## begin Text shown
Monday, June 23, 2008



I just want to type a lot a lot in this post.


And hence this entry shall be extremely random.



Firstly, my brother is growing a lot more than me. That is unfair. His height is overtaking me sooner or later.

I remember back in Secondary Three I was only like 162cm.

And now he is like at least 165cm.

no. I do not want to look shorter than my brother. Embarrassing shit.

I don't know why. But I tried to drink loads of Milk. I did. Still, there wasn't any significant effects eh? Ahh.

I felt so cheated.

I still recall back in Primary Five, we usually have this buddy system with the Primary One kids. You know bloody hell I was the same height as the Primary One boy.


Tell me will not sad meh?


Worst still, I remembered vividly that the boy's parents approached us and asked whether I was his friend and was in the same class. I mean its perfectly right that we were friends but same class?

=.=

I was Primary Five la dey!

Paiseh to the max.


Then when I started to have my puberty in Secondary One, I was super happy because my height suddenly skyrocketed. I was quite tall among some of my classmates.

Unfortunately, the following year, it seemed that all the guys grew even more than me. I was no more feeling tall at all.
All the way till now, I am still considered quite short.

Quite.

I am the shortest in my class.


With a height of 168cm!


Actually I am alright with my height. I have no problem with it.
But I think short or relatively short people won't be so appealing to girls leh.

I mean come on!

Lets face the facts.

All girls will definitely look at the guys height at first sight. Which they will then proceed to looking at the looks and build.

Sad.

Somemore, I am skinny. And well, I shall not mention about looks.

I already short. Girls also won't take notice. This isn't exactly about girls la. Just a random thought after reading a blogger's latest entry.


Anyway, I should tell you this.

I have finally touched 50kg!

Damn happy.
## end Text shown
## begin Data section
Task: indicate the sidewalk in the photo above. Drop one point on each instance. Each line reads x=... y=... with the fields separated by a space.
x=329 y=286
## end Data section
- **What you should do**: Could you write out the blog post about height again, starting at "Paiseh to the" and ending at "height of 168cm!", with "skyrocketed" swapped for "shot up"?

- **Answer below**:
Paiseh to the max.


Then when I started to have my puberty in Secondary One, I was super happy because my height suddenly shot up. I was quite tall among some of my classmates.

Unfortunately, the following year, it seemed that all the guys grew even more than me. I was no more feeling tall at all.
All the way till now, I am still considered quite short.

Quite.

I am the shortest in my class.


With a height of 168cm!